→ **Kutipan Bacaan**

Kebudayaan Menurut Clifford Geertz
            Clifford Geertz, adalah seorang ahli sosiologi dan antropologi yang berasal dari Amerika Serikat. Lahir pada tanggal 23 Agustus 1926 di San Fransisco. Ia paling dikenal melalui penelitian-penelitiannya mengenai Indonesia dan Maroko dalam bidang seperti agama (Khususnya Islam), perkembangan ekonomi, struktur politik tradisional, serta kehidupan desa dan keluarga. Terkait kebudayaan Jawa, ia mempopulerkan istilah Priyayi saat melakukan penelitian tentang masyarakat Jawa pada tahun 1960-an, dan mengelompokkan masyarakat Jawa ke dalam tiga golongan: Priayi, Santri, dan Abangan.[5]
            Pada tanggal 31 Oktober 2006 Clifford Geertz meninggal dunia dalam usia 80 tahun. Menurut pengakuanya sendiri, dari usia yang panjang itu 10 tahun lebih dihabiskannya dalam penelitian lapangan )di Jawa, Bali, Maroko) dan 30 tahun digunakannya untuk menulis tentang hasil-hasil penelitiannya, dengan tujuan menyampaikan pesona studi kebudayaan kepada orang-orang lain.
            Geertz belajar antropologi di Universitas Harvard, pada Department of Social Relations, yang didirikan oleh Clyde Kluckhon, bersama beberapa tokoh lainnya, menulis disertasinya di bawah bimbingan Cora DuBois, berdasarkan penelitiannya di Jawa pada tahun 1952, dan menyelesaikan S-3 pada 1956 dengan disertasi yang terbit belakangan sebagai buku berjudul The Religion of Java.[6]

Konsep Kebudayaan Geertz
            Geertz secara jelas mendefinisikan “Kebudayaan adalah suatu sistem makna dan simbol yang disusun, dalam pengertian di mana individu-individu mendifinisikan dunianya, menyatakan perasaannya dan memberikan penilaian-penilaiannya. Suatu pola makna yang ditransmisikan secara historik diwujudkan di dalam bentuk-bentuk simbolik melalui sarana di mana orang-orang mengkomunikasikan, mengabadikannya, dan mengembangkan pengetahuan dan sikap-sikapnya ke arah kehidupan. Suatu kumpulan peralatan simbolik untuk mengatur perilaku, sumber informasi yang ekstrasomatik”. Karena kebudayaan merupakan suatu sistem simbolik, maka proses budaya haruslah dibaca, diterjemahkan, dan diinterpretasikan.
            Konsep Kebudayaan simbolik yang dikemukakan oleh Geertz diatas adalah suatu pendekatan yang sifatnya hermeneutic. Suatu pendekatan yang lazim dalam dunia seniotik. Pendekatan hermeneutik inilah yang kemudan menginspirasikannya untuk melihat kebudayaan sebagai teks-teks yang harus dibaca, ditranslasikan, dan diinterpretasikan. Pengaruh hermeneutic dapat kita lihat dari beberapa tokoh sastra dan filsafat yang mempengaruhinya, seperti Kenneth Burke, Susanne Langer, dan Paul Ricouer. Seperti Langer dan Burke yang mendifinisikan fitur/keistimewaan manusia sebagai kapasitas mereka untuk berperilaku simbolik. Dari Paul Ricouer, ia mengambil gagasan bahwa bangunan pengetahuan manusia yang ada, bukan merupakan kumpulan laporan rasa yang luas tetapi sebagai suatu struktur fakta yang merupakan simbol dan hukum yang mereka beri makna. Sehingga demikian tindakan manusia dapat menyampaikan makna yang dapat dibaca, suatu perlakuan yang sama seperti kita memperlakukan teks tulisan.

→ **Tugas Dikerjakan**
Bisakah Anda menyambung kutipan tentang kebudayaan menurut Clifford Geertz di atas, mulai tepat setelah kalimat terakhirnya?

Anotasi poligon untuk foto:
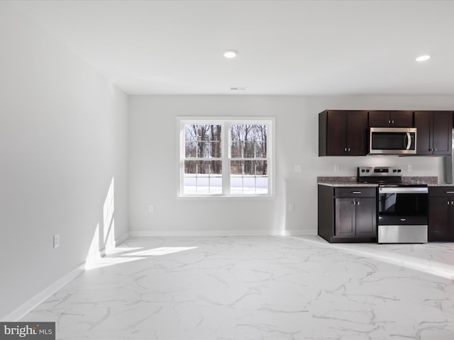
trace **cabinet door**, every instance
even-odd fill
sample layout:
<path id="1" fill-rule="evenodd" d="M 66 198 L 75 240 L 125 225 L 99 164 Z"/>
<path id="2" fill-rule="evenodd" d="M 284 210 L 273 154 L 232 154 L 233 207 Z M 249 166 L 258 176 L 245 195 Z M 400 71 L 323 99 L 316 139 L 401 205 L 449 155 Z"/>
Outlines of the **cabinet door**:
<path id="1" fill-rule="evenodd" d="M 347 113 L 347 154 L 365 156 L 367 152 L 367 112 L 348 111 Z"/>
<path id="2" fill-rule="evenodd" d="M 355 218 L 355 198 L 334 199 L 334 234 L 354 236 Z"/>
<path id="3" fill-rule="evenodd" d="M 416 154 L 432 154 L 432 113 L 414 113 L 414 126 L 416 128 Z"/>
<path id="4" fill-rule="evenodd" d="M 328 156 L 345 156 L 347 137 L 345 111 L 329 111 L 327 117 L 326 147 Z"/>
<path id="5" fill-rule="evenodd" d="M 453 113 L 434 112 L 433 116 L 433 154 L 451 154 L 453 134 Z M 419 140 L 419 130 L 416 138 Z M 417 142 L 419 142 L 419 141 Z"/>
<path id="6" fill-rule="evenodd" d="M 453 210 L 448 204 L 452 198 L 430 197 L 428 200 L 428 240 L 443 241 L 449 235 L 449 215 Z M 452 213 L 452 212 L 450 212 Z"/>
<path id="7" fill-rule="evenodd" d="M 369 111 L 370 128 L 389 128 L 389 113 L 388 111 Z"/>
<path id="8" fill-rule="evenodd" d="M 377 230 L 375 198 L 356 199 L 356 236 L 375 237 Z"/>
<path id="9" fill-rule="evenodd" d="M 413 127 L 413 111 L 391 111 L 389 120 L 393 128 Z"/>

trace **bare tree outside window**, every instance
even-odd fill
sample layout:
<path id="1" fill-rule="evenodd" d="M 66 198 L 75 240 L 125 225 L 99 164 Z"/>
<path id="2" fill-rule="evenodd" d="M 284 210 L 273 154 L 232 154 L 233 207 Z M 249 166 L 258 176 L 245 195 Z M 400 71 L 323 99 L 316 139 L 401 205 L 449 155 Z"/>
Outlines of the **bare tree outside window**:
<path id="1" fill-rule="evenodd" d="M 236 124 L 231 132 L 231 193 L 267 193 L 267 125 Z"/>
<path id="2" fill-rule="evenodd" d="M 272 118 L 181 119 L 180 194 L 270 195 L 268 142 L 272 122 Z"/>
<path id="3" fill-rule="evenodd" d="M 184 126 L 186 193 L 221 193 L 221 135 L 218 125 Z"/>

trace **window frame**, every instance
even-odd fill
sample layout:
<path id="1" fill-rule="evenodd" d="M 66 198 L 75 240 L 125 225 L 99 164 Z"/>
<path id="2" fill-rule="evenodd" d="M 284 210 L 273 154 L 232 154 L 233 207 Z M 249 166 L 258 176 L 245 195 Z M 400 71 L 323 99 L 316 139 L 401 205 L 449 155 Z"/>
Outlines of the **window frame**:
<path id="1" fill-rule="evenodd" d="M 222 193 L 190 194 L 184 193 L 184 160 L 186 125 L 205 124 L 221 125 Z M 267 125 L 267 166 L 268 174 L 268 192 L 267 193 L 234 193 L 231 189 L 231 143 L 230 131 L 233 125 Z M 177 154 L 177 197 L 189 198 L 270 198 L 275 196 L 275 127 L 274 117 L 178 117 L 178 150 Z M 232 159 L 231 160 L 235 160 Z M 250 160 L 250 159 L 245 159 Z"/>

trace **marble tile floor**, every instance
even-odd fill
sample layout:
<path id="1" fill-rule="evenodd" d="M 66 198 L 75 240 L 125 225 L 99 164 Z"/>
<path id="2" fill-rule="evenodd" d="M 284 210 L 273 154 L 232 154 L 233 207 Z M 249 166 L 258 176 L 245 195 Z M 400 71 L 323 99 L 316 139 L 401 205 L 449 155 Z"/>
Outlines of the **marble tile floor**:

→ **Jawaban Latihan**
            Geertz memfokuskan konsep kebudayaan kepada nilai-nilai budaya yang menjadi pedoman masyarakat untuk bertindak dalam menghadapi berbagai permasalahan hidupnya. Sehingga pada akhirnya konsep budaya lebih merupakan sebagai pedoman penilaian terhadap gejala-gejala yang dipahami oleh si pelaku kebudayaan tersebut. Makna berisi penilaian-penilaian pelaku yang ada dalam kebudayaan tersebut. Dalam kebudayaan, makna tidak bersifat individual tetapi publik, ketika sistem makna kemudian menjadi milik kolektif dari suatu kelompok. Kebudayaan menjadi suatu pola makna yang diteruskan secara historis terwujud dalam simbol-simbol. Kebudayaan juga menjadi suatu sistem konsep yang diwariskan yang terungkap dalam bentuk-bentuk simbolik yang dengannya manusia berkomunikasi, melerstarikan, dan memperkembangkan pengetahuan mereka tentang kehidupan dan sikap-sikap terhadap kehidupan.[7]

Agama Jawa
            Agama bagi Geertz lebih merupakan sebagai nilai-nilai budaya, dimana ia melihat nilai-nilai tersebut ada dalam suatu kumpulan makna. Dimana dengan kumpulan makna tersebut, masing-masing individu menafsirkan pengalamannya dan mengatur tingkah lakunya. Sehingga dengan nilai-nilai tersebut pelaku dapat mendefinisikan dunia dan pedoman apa yang akan digunakannya. Ketika ia membagi kebudayaan jawa dalam 3 tipe varian kebudayaan berbeda, Geertz melihat agama jawa sebagai suatu integrasi yang berimbang antara tradisi yang berunsurkan animisme dengan agama Hindu & agama Islam yang datang kemudian, lalu berkembang menjadi sebuah sinkretisme. Geertz kemudian menginterpretasikan orang Jawa dalam 3 varian kebudayaan, yaitu Abangan, Santri, dan Priyayi. Pembedaan ini ia lihat juga sebagai suatu pembedaan masyarakat Jawa dalam 3 inti struktur sosial yang berbeda; desa, pasar, dan birokrasi pemerintah. Suatu penggolongan yang menurut pandangan mereka-kepercayaan keagamaan, preferensi etnis dan ideologi politik mereka, yang menghasilkan 3 tipe utama kebudayaan yang mencerminkan organisasi moral kebudayaan Jawa, ide umum tentang ketertiban yang berkaitan dengan tingkah laku petani, buruh, pekerja tangan, pedagang, dan pegawai Jawa dalam semua arena kehidupan.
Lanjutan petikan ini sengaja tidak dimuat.